Activities:
A – In the piece on momentum and healthcare, what percentage of surveyed adults said they were unaware of the concept of "community benefit"?
B – Can you reproduce the piece on momentum and healthcare, starting at the words "We make decisions" and stopping after "practices and partnerships.", with "common knowledge" swapped for "conventional wisdom"?
C – Extend the piece on momentum and healthcare, picking up after its final sentence.

Source text:
The Big Story: Harris Leads Trump in Three Key States, Times/Siena Polls Find
“It is unclear how much of Ms. Harris’s bounce in the polls stems from the heightened excitement surrounding her ascension to the top of the ticket, or whether that momentum will last.”
Reading the Wind
4-minute read
Can you sense the moment when momentum shifts?
It’s that instant when there is a palpable change of energy in a game, or in a movement or in a board meeting. Can you feel that pre-fact flash when things that were headed in one direction are now clearly moving in another?
We’re living in a summer of momentum whiplash. Healthcare is not immune.
National politics? Donald Trump’s presidential campaign had the momentum coming out of the Republican National Convention in mid-July. Four weeks later, unexpected nominee Kamala Harris has captured the electoral energy, is advancing in the polls and money is pouring in ahead of this week’s DNC convention.
“The big question, though, is whether her campaign’s momentum can be sustained until November” or, asks the breathless horse-race coverage, is it merely a honeymoon?
Momentum is fickle.
The economy? Relatively steady stocks vibrated with a tremor last week when the market took a three-day dive, including the biggest one day drop for the S&P 500 in nearly two years. It ended with some improvement, but investors have nervous side-eyes. Was that a shift in market momentum we heard?
“Beware the vibes of August,” says Dow Jones.
Sports? Over in Paris earlier this month, Team USA trailed Serbia in a men’s basketball semifinal until the game’s fourth quarter. How did they pull it out? “Stephen Currey credits a ‘momentum shift’ in Team USA comeback,” says USA Today. “It was a sequence of plays that just built confidence and momentum.”
Momentum matters.
We make decisions and take action grounded in our sense of it. Momentum informs our gut, which we trust far more than inconvenient truths.
Left uncontested, momentum hardens into fact-resistant “common knowledge.” If you have it, you want to protect it. If it’s working against you, the momentum must be broken.
Healthcare’s Unhealthy Momentum and How to Break It
The momentum of the public’s perception of healthcare providers is not in the industry’s favor.
Over the past two years, we’ve tracked a steady and downward shift in support of hospitals.
A rising chorus of academic studies, regulatory pronouncements and congressional hearings have asked whether hospitals are doing enough, whether they’re fulfilling their community benefit obligations and whether they’re harming patients through their business practices and partnerships.
The message is penetrating.
For example, in one of our recent national surveys, we asked 1,000 US adults if their hospital is “providing enough community benefit.” Less than four in 10 people said yes.
In fact, 40 percent said they were unaware of the general concept of “community benefit” and could not offer an example of it. They don’t know what it is, let alone whether a hospital is providing it. So, they responded this way:
- Do hospitals care more about profits than caring for patients? Yes.
- Do people support increased government oversite of hospitals? Yes.
The risk, of course, is that these opinions solidify into the kind of uninformed common knowledge upon which bad laws and harmful regulations are created. It’s not trending well.

Entries shown:

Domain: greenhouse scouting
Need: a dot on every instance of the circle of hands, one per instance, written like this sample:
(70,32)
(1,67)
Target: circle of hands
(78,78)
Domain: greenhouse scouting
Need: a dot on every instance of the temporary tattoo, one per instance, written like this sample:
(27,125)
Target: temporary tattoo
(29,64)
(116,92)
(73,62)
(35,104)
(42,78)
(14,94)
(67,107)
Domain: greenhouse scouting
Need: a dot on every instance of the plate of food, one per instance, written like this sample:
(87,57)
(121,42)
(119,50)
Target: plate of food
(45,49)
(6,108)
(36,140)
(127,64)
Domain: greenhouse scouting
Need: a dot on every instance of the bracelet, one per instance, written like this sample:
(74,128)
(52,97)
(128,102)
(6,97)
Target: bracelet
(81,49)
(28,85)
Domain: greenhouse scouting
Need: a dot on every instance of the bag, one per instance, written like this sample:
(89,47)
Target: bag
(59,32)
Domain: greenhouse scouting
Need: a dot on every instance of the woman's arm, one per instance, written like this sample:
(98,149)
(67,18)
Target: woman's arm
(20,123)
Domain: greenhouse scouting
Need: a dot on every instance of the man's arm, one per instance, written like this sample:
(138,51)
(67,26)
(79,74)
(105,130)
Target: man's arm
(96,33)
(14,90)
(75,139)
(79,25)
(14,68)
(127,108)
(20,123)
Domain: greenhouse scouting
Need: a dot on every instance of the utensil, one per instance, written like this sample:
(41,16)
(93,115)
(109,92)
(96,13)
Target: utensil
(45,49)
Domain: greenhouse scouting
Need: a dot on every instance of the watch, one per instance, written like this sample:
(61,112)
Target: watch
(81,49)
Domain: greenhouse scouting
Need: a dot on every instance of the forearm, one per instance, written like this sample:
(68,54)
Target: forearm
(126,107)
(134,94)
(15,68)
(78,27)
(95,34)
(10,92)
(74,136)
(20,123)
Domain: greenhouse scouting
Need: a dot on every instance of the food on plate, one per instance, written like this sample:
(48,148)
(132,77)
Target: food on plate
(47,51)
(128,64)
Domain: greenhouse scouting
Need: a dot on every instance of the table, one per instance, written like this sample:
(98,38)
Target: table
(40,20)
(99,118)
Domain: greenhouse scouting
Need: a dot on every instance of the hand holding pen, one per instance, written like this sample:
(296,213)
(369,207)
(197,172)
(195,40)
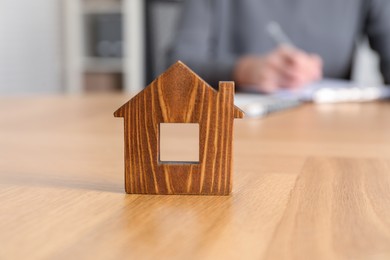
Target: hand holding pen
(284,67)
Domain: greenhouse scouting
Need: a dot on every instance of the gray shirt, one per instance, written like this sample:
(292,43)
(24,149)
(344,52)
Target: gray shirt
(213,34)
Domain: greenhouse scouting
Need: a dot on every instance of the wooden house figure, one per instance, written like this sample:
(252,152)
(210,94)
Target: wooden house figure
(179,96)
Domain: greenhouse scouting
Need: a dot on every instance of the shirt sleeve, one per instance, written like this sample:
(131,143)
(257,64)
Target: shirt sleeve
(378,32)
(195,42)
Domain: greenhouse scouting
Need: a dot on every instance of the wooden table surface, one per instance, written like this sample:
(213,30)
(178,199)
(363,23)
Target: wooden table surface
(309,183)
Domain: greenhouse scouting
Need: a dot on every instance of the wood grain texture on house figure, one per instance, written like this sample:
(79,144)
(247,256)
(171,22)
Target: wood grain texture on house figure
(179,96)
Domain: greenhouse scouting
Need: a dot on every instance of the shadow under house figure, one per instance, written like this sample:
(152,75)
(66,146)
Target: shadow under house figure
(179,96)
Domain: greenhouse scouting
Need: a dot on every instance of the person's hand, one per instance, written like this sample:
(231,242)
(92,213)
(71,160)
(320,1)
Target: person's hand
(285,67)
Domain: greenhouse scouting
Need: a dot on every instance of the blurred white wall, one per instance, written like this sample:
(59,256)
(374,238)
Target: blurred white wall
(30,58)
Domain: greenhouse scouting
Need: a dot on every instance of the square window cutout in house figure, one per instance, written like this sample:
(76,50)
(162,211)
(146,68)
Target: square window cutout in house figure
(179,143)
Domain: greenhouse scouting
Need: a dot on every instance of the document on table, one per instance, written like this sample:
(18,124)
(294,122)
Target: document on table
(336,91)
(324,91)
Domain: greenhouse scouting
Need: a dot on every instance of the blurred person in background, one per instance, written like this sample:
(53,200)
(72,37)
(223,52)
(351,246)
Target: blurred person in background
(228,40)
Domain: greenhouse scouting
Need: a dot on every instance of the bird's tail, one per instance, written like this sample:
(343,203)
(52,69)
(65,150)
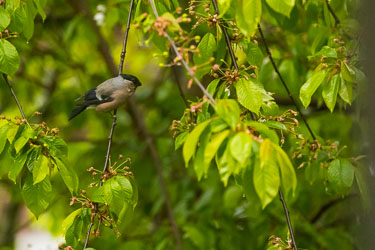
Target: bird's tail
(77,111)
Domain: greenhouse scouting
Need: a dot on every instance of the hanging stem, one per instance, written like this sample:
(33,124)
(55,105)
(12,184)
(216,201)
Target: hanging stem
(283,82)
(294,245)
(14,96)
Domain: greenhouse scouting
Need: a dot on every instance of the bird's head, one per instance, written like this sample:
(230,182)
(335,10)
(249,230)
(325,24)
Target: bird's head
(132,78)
...
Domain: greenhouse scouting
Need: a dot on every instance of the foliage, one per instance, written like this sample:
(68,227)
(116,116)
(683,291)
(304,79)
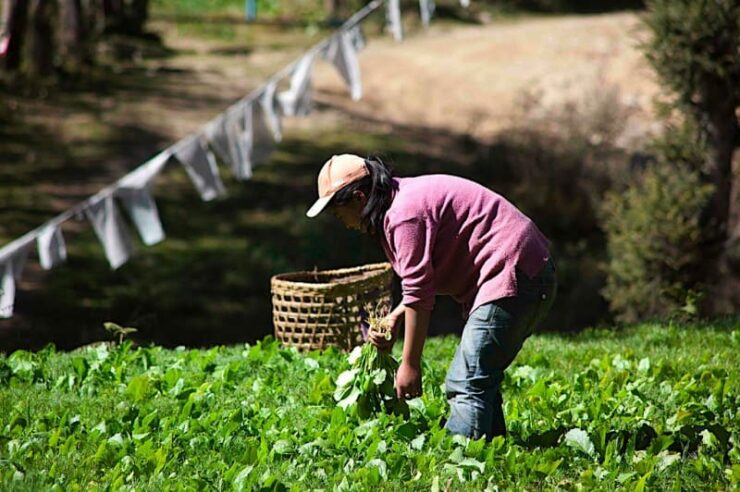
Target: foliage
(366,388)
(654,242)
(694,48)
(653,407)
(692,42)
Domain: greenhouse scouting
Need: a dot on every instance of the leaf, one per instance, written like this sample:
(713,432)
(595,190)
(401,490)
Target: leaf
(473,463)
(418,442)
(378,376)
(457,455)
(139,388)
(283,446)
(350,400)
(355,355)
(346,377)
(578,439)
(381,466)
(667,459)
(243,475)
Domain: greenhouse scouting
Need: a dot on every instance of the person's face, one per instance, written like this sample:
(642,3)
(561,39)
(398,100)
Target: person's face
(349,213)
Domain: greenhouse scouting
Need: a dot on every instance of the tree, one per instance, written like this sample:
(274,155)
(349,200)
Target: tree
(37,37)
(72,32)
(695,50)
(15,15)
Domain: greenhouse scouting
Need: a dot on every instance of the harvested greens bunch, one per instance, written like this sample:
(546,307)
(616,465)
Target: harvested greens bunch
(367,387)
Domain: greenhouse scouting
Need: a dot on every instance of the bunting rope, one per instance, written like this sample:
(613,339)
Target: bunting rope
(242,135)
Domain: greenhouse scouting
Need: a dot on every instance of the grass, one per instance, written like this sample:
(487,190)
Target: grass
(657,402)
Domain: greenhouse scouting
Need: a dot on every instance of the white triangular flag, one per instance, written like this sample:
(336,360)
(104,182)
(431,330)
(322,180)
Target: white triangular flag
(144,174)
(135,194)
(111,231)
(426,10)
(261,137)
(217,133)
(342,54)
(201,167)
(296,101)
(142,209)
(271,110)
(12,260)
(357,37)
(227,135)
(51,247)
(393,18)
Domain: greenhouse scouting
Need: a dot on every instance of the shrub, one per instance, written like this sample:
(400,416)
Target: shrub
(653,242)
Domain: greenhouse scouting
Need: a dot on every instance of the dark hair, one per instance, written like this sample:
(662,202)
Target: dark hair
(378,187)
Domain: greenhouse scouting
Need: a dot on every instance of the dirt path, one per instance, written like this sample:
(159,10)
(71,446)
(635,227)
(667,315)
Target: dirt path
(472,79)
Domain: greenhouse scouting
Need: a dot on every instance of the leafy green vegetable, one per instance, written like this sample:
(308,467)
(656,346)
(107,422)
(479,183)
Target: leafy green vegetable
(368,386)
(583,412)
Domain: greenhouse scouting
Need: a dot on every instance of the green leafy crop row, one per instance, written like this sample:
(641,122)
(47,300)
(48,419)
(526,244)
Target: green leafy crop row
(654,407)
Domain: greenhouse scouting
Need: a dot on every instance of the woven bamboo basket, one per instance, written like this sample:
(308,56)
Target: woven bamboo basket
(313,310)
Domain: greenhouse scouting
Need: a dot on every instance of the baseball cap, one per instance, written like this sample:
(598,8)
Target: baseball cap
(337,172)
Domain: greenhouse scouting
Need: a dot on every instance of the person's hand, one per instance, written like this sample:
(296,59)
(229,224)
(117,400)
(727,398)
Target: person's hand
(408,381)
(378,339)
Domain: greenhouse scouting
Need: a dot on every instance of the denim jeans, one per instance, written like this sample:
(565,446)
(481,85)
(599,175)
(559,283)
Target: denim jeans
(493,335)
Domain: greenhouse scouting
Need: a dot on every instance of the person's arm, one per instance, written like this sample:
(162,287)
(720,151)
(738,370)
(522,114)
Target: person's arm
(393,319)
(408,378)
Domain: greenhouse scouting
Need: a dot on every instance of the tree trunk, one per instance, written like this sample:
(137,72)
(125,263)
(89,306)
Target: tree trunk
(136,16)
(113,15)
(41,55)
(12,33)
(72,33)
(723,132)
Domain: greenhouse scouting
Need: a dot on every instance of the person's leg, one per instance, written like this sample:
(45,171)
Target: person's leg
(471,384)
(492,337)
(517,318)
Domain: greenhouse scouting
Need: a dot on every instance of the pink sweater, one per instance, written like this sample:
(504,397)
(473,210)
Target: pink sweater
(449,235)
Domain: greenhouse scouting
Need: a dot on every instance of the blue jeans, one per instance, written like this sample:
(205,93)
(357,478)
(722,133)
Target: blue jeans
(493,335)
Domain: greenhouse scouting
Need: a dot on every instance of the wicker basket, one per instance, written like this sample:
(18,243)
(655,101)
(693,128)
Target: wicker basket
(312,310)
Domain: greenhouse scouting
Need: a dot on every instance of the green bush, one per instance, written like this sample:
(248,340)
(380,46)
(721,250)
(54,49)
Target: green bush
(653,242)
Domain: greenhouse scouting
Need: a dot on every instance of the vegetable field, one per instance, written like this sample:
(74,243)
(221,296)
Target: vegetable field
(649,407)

Exercise results:
A – 40 percent

B –
We make decisions and take action grounded in our sense of it. Momentum informs our gut, which we trust far more than inconvenient truths.
Left uncontested, momentum hardens into fact-resistant “conventional wisdom.” If you have it, you want to protect it. If it’s working against you, the momentum must be broken.
Healthcare’s Unhealthy Momentum and How to Break It
The momentum of the public’s perception of healthcare providers is not in the industry’s favor.
Over the past two years, we’ve tracked a steady and downward shift in support of hospitals.
A rising chorus of academic studies, regulatory pronouncements and congressional hearings have asked whether hospitals are doing enough, whether they’re fulfilling their community benefit obligations and whether they’re harming patients through their business practices and partnerships.

C –
But there is good news. This momentum is fragile and can be broken.
We find that public opinion about hospitals can change dramatically with a modicum of education.
For example, when given a short list of defined “community benefit” services – ranging from charity care to transportation to Medicare and Medicaid shortfall coverage – opinions about the value of these benefits and who provides them swung big in the industry’s favor.
After seeing the list, nearly six in 10 said that their local hospitals provide “enough community benefit to keep their tax exemption.”
That massive swing was ignited by just a bit of clear information. It’s the equivalent of a perfect pass or a drive-saving first down. Not a lot on its own, but enough to jolt the crowd and cause people to reconsider. It’s enough to break the momentum.
The Five M’s of Momentum
Even if momentum feels like magic, there are real elements to creating it: a clever play, a gap recognized and exploited and, yes, a lucky bounce.
From politics to healthcare, the activity and effort comes from these:
- Message. As with all things, addressing momentum starts with a story – a narrative for the wider world about your motivation and mission.
- Messengers. The people delivering the message must be credible, clear and active. Whether it’s leaders or grassroots individuals, they must be able to effectively connect with their audiences and be busy doing it.
- Money. Financial clout fuels the ability to scale your story-telling momentum.
- Motivation. But money only takes you so far. Initiatives need the people involved to buy into the purpose, aka mission. The story only “works” if it motivates your audience to action.
- Media. Success with the above can lead to independent, supportive, third-party coverage. Handled well, it’s an added opportunity to spread the message to new audiences.
Momentum can feel subjective, elusive, transitory. But it’s not magic. Good momentum can be created – and bad momentum can be broken – intentionally. And while bottling something so seemingly capricious appears impossible, the practical medicine of a few M’s can help inspire a turn for the better.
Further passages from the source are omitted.